### INSTRUCTION
From the records below, pull out each line that contains the string "black". Case counts: uppercase and lowercase letters do not match each other.

### TASK INPUTS
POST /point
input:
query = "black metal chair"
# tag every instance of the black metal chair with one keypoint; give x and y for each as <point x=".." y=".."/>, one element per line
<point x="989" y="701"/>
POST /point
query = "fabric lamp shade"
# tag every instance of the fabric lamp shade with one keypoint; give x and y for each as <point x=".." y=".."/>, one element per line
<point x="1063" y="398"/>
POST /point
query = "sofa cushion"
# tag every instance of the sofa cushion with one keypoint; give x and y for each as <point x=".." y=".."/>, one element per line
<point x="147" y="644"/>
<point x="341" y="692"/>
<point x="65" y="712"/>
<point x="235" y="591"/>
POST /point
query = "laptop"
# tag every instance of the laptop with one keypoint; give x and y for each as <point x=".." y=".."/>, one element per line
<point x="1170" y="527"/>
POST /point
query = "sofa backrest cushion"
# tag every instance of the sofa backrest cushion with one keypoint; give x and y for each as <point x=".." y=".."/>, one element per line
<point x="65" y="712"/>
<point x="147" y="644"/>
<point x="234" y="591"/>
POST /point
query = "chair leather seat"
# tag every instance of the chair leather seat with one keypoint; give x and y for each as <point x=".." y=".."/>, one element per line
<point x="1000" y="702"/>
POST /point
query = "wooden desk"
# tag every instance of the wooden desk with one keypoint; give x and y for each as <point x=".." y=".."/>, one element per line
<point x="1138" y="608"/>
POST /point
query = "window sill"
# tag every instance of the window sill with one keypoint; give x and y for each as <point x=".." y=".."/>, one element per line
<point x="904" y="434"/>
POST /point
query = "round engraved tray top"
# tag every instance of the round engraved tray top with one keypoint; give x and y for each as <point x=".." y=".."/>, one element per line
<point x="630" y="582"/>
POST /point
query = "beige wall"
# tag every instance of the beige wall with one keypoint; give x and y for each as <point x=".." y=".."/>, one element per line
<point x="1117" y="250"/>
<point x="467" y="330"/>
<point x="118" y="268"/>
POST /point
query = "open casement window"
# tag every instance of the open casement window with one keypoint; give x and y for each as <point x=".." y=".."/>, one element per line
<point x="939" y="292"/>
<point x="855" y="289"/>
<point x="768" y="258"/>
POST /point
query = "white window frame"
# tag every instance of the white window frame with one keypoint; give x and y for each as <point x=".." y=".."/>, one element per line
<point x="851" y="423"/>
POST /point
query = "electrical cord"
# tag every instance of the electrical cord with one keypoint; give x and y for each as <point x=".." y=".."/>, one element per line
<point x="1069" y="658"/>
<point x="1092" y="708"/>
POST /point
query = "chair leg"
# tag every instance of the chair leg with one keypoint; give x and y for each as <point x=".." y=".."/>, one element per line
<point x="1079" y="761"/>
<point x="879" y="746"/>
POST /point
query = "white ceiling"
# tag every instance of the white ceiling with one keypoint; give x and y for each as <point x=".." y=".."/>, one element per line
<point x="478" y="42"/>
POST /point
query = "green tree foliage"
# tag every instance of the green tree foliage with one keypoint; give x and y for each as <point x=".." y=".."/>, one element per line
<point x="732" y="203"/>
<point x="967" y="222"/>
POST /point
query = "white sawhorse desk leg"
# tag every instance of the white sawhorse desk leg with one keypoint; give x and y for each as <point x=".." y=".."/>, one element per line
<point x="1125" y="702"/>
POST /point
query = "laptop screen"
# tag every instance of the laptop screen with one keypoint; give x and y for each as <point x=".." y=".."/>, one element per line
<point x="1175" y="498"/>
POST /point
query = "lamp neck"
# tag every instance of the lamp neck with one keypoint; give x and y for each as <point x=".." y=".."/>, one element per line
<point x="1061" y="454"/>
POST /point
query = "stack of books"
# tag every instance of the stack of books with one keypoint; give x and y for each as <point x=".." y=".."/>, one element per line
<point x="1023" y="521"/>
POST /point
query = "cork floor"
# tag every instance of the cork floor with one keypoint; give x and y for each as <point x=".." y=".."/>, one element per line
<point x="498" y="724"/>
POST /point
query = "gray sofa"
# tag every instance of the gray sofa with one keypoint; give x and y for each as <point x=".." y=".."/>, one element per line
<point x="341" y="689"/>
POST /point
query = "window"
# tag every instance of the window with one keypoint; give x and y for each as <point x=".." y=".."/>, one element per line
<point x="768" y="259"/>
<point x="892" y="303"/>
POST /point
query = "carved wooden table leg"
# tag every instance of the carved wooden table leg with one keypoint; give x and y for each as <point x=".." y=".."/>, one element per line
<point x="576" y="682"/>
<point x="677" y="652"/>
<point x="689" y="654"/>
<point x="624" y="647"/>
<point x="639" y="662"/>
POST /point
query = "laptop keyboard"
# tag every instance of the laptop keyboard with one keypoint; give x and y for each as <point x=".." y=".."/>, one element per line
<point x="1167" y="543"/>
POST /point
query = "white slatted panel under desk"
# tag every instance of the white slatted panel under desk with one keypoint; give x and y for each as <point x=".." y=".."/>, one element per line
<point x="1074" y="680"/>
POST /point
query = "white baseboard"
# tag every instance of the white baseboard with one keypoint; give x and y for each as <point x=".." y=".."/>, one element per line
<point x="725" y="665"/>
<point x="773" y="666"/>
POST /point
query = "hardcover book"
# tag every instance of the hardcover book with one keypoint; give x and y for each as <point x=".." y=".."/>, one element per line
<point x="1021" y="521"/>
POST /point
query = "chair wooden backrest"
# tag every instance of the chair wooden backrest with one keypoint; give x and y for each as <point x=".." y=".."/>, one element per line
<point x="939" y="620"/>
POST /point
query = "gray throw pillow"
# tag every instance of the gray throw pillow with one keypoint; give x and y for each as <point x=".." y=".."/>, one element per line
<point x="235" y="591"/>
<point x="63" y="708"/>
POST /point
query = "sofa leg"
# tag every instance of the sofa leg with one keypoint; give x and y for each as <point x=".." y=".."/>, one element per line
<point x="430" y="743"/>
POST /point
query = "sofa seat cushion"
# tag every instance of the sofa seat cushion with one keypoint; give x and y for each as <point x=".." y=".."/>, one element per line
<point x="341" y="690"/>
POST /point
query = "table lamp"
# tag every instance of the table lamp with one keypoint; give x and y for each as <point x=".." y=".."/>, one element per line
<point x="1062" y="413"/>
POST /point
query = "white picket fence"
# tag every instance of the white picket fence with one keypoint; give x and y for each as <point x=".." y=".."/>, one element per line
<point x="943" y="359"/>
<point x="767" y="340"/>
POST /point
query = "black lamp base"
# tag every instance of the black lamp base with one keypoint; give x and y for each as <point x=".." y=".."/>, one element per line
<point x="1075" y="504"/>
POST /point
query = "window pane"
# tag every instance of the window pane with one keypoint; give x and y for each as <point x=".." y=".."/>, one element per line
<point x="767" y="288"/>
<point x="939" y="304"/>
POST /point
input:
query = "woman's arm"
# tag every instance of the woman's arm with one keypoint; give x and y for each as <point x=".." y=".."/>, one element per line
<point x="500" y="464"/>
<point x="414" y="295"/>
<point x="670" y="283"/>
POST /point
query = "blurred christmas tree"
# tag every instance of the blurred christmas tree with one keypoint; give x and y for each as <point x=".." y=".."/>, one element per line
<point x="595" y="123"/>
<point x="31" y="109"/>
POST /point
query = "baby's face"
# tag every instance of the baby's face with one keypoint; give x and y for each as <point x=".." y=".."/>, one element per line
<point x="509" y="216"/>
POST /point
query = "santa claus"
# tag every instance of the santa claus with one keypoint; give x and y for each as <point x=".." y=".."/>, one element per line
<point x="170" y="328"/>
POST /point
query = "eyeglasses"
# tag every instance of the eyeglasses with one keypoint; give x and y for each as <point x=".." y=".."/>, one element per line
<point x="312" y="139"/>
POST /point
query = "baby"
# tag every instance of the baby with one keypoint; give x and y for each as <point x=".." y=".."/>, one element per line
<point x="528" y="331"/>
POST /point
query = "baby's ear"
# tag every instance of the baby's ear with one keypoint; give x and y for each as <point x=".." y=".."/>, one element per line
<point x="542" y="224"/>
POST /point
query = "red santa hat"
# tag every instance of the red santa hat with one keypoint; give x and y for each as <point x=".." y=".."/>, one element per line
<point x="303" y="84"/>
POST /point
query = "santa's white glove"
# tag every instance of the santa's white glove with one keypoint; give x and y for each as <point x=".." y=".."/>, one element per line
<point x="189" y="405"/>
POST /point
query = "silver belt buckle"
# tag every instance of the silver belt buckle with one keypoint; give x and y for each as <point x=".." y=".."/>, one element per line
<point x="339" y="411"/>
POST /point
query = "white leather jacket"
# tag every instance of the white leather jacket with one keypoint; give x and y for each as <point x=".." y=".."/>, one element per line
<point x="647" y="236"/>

### FULL RESPONSE
query = "black metal chair"
# tag every instance of the black metal chair with one keypoint; give x and y for each as <point x=".." y=".."/>, one element per line
query = "black lamp base"
# tag every instance of the black lamp base with one keypoint; give x and y for each as <point x=".." y=".."/>, one element per line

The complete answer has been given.